[Text excerpt]:
☆ ☆ ☆ ☆

Mack-Cali Realty Corp. v. State

Decision Date31 May 2022
Docket NumberA-8/9/10/11 September Term 2021,085465
Citation250 N.J. 550,275 A.3d 409 (Mem)
Parties MACK-CALI REALTY CORP., Cal-Harbor V Urban Renewal Associates, LP, Cal-Harbor VII Urban Renewal Associates, LP, Roseland Residential Trust, Gary Wagner, Ivan Baron, H.P. Roosevelt Urban Renewal Company, LLC, Cambridge Corporate Services, Inc., Local 621, United Construction Trades Industrial Union, Local 365, United Employees of Service Workers, SP Plus Corporation, Los Cuernos Corp., Exchange Place Alliance District Management Corporation, Spartan Security Services, Inc., New Jersey Business & Industry Association, and Hudson County Chamber of Commerce & Industry, Plaintiffs-Appellants/Cross-Respondents, v. STATE of New Jersey, City of Jersey City, Mayor and Council of the City of Jersey City, Donna Mauer, in her Official Capacity as Director and Chief Financial Officer of the City of Jersey City, and Brian Platt, in his Official Capacity as Business Administrator of the City of Jersey City, Defendants-Respondents/Cross-Appellants. City of Newark, Intervenor-Respondent/Cross-Appellant.

☆ ☆ ☆ ☆

[Material shown]:
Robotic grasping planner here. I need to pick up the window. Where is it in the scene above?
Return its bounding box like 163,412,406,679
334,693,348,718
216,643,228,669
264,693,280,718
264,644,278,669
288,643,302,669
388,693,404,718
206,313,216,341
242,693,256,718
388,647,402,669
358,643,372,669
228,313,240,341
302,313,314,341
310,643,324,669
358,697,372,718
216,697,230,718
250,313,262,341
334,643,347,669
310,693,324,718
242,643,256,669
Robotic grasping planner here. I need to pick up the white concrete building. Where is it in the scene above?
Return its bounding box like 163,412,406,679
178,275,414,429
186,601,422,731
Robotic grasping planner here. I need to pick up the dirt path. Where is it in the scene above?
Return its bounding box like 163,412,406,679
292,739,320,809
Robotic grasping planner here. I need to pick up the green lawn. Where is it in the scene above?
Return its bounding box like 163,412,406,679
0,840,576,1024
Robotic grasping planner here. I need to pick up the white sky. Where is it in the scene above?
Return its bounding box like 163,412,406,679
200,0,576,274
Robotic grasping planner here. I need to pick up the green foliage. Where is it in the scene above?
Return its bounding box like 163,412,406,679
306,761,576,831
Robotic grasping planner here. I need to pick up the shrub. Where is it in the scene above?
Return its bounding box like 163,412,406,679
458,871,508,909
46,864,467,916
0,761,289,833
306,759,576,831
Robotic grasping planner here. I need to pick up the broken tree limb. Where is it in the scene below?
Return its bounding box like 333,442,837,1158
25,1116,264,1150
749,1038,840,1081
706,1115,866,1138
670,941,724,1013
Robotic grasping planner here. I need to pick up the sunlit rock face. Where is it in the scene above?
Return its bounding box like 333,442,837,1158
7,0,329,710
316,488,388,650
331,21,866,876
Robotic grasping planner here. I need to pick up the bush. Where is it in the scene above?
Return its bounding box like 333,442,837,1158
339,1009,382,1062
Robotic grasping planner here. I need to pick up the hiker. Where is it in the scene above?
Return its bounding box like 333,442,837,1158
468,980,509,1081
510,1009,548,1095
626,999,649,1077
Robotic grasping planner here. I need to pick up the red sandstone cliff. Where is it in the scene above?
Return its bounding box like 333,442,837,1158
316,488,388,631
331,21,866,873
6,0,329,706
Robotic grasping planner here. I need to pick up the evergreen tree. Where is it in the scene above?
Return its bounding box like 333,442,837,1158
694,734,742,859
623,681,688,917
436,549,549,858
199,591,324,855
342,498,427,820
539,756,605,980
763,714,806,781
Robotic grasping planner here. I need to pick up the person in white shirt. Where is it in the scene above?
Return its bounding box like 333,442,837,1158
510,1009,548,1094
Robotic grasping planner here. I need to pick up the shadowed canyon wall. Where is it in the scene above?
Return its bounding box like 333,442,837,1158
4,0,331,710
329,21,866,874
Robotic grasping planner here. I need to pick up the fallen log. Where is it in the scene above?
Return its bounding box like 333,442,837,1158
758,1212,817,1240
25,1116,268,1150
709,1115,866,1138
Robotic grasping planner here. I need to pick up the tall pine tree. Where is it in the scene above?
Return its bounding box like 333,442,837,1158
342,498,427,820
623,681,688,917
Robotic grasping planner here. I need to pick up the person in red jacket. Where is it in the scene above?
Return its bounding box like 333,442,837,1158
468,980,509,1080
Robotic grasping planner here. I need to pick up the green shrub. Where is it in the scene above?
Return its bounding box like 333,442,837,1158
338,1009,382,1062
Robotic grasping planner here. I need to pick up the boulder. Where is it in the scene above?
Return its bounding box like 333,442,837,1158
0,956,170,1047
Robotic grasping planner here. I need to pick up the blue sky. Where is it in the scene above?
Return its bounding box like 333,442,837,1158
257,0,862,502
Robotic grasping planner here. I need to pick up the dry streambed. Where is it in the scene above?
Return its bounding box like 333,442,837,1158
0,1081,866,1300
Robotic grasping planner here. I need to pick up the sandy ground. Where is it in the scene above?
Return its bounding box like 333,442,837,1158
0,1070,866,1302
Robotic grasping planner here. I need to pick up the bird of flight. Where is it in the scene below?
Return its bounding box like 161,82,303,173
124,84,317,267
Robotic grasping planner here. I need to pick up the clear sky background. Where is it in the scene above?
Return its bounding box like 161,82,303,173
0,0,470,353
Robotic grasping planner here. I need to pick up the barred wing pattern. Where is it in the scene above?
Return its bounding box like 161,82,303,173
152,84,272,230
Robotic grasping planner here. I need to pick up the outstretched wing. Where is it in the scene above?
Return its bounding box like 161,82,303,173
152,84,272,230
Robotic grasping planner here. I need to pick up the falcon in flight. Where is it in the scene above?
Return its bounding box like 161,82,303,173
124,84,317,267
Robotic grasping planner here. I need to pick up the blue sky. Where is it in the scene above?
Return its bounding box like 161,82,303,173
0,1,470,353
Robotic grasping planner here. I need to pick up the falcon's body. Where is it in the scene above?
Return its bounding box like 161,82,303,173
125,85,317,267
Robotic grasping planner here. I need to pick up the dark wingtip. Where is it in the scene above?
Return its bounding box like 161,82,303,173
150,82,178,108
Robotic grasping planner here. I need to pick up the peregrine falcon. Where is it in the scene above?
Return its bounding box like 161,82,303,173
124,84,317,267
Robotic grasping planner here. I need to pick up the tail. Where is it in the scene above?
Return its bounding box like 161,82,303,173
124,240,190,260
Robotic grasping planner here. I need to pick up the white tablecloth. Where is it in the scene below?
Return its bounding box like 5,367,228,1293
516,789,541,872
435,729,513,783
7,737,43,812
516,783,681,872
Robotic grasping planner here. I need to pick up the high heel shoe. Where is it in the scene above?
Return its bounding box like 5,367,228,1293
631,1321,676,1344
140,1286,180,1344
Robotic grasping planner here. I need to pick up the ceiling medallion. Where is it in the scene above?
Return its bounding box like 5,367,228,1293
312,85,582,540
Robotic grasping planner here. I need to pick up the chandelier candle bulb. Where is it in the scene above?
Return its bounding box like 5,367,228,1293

☆ ☆ ☆ ☆

[Work to do]: Continue the court record for Mack-Cali Realty Corp. v. State from where it stops, after the list of parties.

[Task response]:
CourtNew Jersey Supreme Court

Paul S. Grossman argued the cause for appellants/cross-respondents (Weiner Law Group, attorneys; Paul S. Grossman, Clark E. Alpert, Parsippany, and Stephen J. Edelstein, on the briefs).

Jean P. Reilly, Assistant Attorney General, argued the cause for respondent/cross-appellant State of New Jersey (Matthew J. Platkin, Acting Attorney General, attorney; Jean P. Reilly, of counsel and on the briefs, and Eileen W. Siegeltuch, Michael J. Duffy, Jamie M. Zug, Miles Eckardt, and Heather Lynn Anderson, Deputy Attorneys General, on the briefs).

Vito A. Gagliardi, Jr. argued the cause for respondents/cross-appellants City of Jersey City, Mayor and Council of the City of Jersey City, Donna Mauer, and Brian Platt (Porzio, Bromberg & Newman and City of Jersey City, attorneys; Vito A. Gagliardi, Jr., Morristown, and Peter J. Baker, Trenton, of counsel, and Jeffrey M. Pypcznski and Thomas J. Reilly, Morristown, on the briefs).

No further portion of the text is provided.